● Challenge
Please reproduce the passage of the post on button-down collars between "This could be" and "a pullover shirt).", inclusive.

Seemingly Seamless Arguments

The Abuses of Button-down

Posted in Uncategorized by Edward Seyler on June 27, 2010

The Problem of Button-down Shirts

It doesn’t seem obvious that a shirt collar would need to be buttoned down. Unless you were the kind of preppie jackass who wore his shirt collars popped up about five years ago (these people should have had their collars permanently sewn down with hard titanium thread), you probably have not had problems with unruly collars. Apparently polo players did a century ago, hence why they wore shirts with collars that buttoned down to the shirt, a style that Brooks Brothers copied.

There is some confusion as to what the term “button-down” means. It refers to a style of collar. Here’s a picture of someone wearing one.

Francis Scott Fitzgerald, author of The Great Gatsby, as photographed in 1937 by Carl Van Vechten. Van Vechten's whole portrait archive is in the public domain and is a convenient source for stock photographs.

This could be called a “button-down shirt,” although I’d prefer to call it a “shirt with a button-down collar,” brevity having been sacrificed for the sake of clarity. Often, people say “button-down” when they mean “button-front,” which refers to a shirt that buttons completely down the front (as opposed to a pullover shirt).

Besides this, there seems to be confusion as to the nature of the button-down collar. The way I see it, the collar is one of the most important factors in determining how formal a shirt is. The collars descend in formality in this order:

  1. Standing
  2. Wing (also called “wingtip” or “poke”)
  3. Straight/Spread/Rounded Turndown
  4. Button-down
  5. Band (what one sees on very old work shirts and t-shirts; dress shirts that accept detachable collars also feature banded collars, but, these are particularly rare today, and they are not meant to be worn without the collar)

The button-down collar is, for all practical purposes, a casual collar. When I was in high school, I thought of the button-down shirt as being suitable for wear with a suit, but I have since realized the error of this thinking. One could suggest that buttons are perfectly acceptable on on formal and informal garments, citing the numerous buttons on a typical suit coat, especially double-breasted ones. There is a difference between the buttons on a suit coat and these collar buttons. The buttons on suit coats are (or stand in the place of buttons that once were) used to close the garment. The buttons at the collar points are not closures–they’re meant to fasten the collar so that it doesn’t fly around.

First of all, a collar to be worn with a suit or anything more formal should be stiff enough that it does not fly around. Second of all, a man wearing a suit should avoid situations that would cause his collar to fly up. I’ve never had my collar fly up except when I was inverted. Third of all, consider analogues in other parts of clothing. Consider the buttons on a coat or shirt. They exist to keep the garment closed. Consider, on the other hand, the buttons on the pocket flaps of work shirts and military garments. These buttons exist to keep the flaps closed. These buttons are concessions to utility at the expense of appearance, hence why suits commonly don’t have buttons on the flaps for the pockets, except possibly for the rear back pockets, and these usually lack flaps so as to be less obtrusive. Military garments do typically have the button-flap pockets, although it is worth noting that the Ike Jacket, a particularly interesting military garment, completely conceals its buttons (partly for looks, partly because these buttons were snagging on things, hence the fly front). And military garments are of a different character than what we civilians generally wear.

● Given information
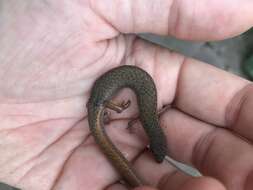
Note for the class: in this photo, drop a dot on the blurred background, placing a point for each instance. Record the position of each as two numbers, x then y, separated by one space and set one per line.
234 55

● Task answer
This could be called a “button-down shirt,” although I’d prefer to call it a “shirt with a button-down collar,” brevity having been sacrificed for the sake of clarity. Often, people say “button-down” when they mean “button-front,” which refers to a shirt that buttons completely down the front (as opposed to a pullover shirt).